---- Provided information
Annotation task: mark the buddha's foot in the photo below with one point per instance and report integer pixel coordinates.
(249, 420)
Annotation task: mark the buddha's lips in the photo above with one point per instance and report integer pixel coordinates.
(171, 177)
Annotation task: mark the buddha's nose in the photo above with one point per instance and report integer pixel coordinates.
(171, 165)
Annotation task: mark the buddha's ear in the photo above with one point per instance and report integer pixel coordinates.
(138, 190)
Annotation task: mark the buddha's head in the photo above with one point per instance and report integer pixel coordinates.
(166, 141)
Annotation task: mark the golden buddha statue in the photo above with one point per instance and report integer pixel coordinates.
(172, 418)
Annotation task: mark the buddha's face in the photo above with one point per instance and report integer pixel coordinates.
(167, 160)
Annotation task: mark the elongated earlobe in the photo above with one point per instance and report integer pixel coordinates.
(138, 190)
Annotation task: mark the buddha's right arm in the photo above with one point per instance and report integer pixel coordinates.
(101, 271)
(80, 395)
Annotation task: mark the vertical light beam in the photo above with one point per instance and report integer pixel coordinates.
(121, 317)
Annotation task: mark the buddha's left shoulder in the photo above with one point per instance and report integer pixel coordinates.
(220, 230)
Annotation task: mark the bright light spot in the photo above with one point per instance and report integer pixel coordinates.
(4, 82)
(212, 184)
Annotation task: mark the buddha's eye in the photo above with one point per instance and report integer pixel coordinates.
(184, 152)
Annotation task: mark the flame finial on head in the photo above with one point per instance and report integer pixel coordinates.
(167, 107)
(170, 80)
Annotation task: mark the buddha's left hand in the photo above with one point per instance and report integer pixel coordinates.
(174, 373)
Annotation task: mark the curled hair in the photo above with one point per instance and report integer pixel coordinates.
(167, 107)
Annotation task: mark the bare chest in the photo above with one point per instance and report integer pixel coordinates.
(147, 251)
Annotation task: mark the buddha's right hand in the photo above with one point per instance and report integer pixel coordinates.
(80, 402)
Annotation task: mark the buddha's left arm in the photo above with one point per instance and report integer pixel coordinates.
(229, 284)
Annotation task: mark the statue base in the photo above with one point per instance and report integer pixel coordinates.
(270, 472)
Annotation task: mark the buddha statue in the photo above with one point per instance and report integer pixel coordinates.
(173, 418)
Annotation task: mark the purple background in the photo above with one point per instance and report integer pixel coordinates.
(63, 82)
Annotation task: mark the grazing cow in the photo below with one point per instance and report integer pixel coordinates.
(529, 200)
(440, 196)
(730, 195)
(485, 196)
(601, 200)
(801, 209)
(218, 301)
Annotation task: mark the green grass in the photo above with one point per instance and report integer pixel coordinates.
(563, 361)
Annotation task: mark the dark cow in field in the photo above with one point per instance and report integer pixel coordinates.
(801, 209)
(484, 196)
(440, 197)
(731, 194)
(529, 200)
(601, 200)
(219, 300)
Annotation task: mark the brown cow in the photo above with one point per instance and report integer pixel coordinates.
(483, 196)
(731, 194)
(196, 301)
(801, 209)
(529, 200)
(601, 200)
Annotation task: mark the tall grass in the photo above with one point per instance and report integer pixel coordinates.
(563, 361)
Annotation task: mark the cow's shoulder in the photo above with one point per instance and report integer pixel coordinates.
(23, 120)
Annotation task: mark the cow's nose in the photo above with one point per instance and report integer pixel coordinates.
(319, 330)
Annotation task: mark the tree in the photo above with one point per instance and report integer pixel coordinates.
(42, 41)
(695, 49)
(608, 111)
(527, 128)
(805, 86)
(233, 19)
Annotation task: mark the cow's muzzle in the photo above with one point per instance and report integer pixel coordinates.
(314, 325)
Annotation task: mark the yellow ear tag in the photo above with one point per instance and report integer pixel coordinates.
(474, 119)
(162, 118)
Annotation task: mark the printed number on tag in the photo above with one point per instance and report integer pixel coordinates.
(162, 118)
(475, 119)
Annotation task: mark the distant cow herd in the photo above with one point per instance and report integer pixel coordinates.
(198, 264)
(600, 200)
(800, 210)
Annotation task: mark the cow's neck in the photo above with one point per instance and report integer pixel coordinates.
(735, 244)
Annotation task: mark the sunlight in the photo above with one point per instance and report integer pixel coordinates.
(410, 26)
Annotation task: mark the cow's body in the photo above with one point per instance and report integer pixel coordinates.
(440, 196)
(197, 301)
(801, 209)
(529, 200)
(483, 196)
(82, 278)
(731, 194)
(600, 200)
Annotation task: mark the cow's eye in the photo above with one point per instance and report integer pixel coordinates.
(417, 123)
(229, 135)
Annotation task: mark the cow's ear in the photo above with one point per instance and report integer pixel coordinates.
--------
▸ **Task requirements**: Extract, exactly, the lines above that begin at the line containing "Annotation task: mark the distant" and end at the final line of the records; add no other text.

▸ **Completed task**:
Annotation task: mark the distant cow herd in the photo above with one point per instance and report integer pixel coordinates.
(198, 264)
(600, 200)
(800, 210)
Annotation task: mark the cow's neck in the photo above with one point per instance and report integer pixel coordinates.
(735, 244)
Annotation task: mark the sunlight in the photo above with one point per instance and report integer pixel coordinates.
(410, 26)
Annotation task: mark the cow's body in the photo above with one point per instance and report integer pixel coordinates.
(440, 196)
(197, 301)
(801, 209)
(529, 200)
(483, 196)
(82, 278)
(731, 194)
(600, 200)
Annotation task: mark the cow's eye in the photo above with one point per instance and report integer pixel coordinates.
(417, 123)
(229, 135)
Annotation task: mark the cow's ear in the photo above with one point per instance and report integer pixel coordinates.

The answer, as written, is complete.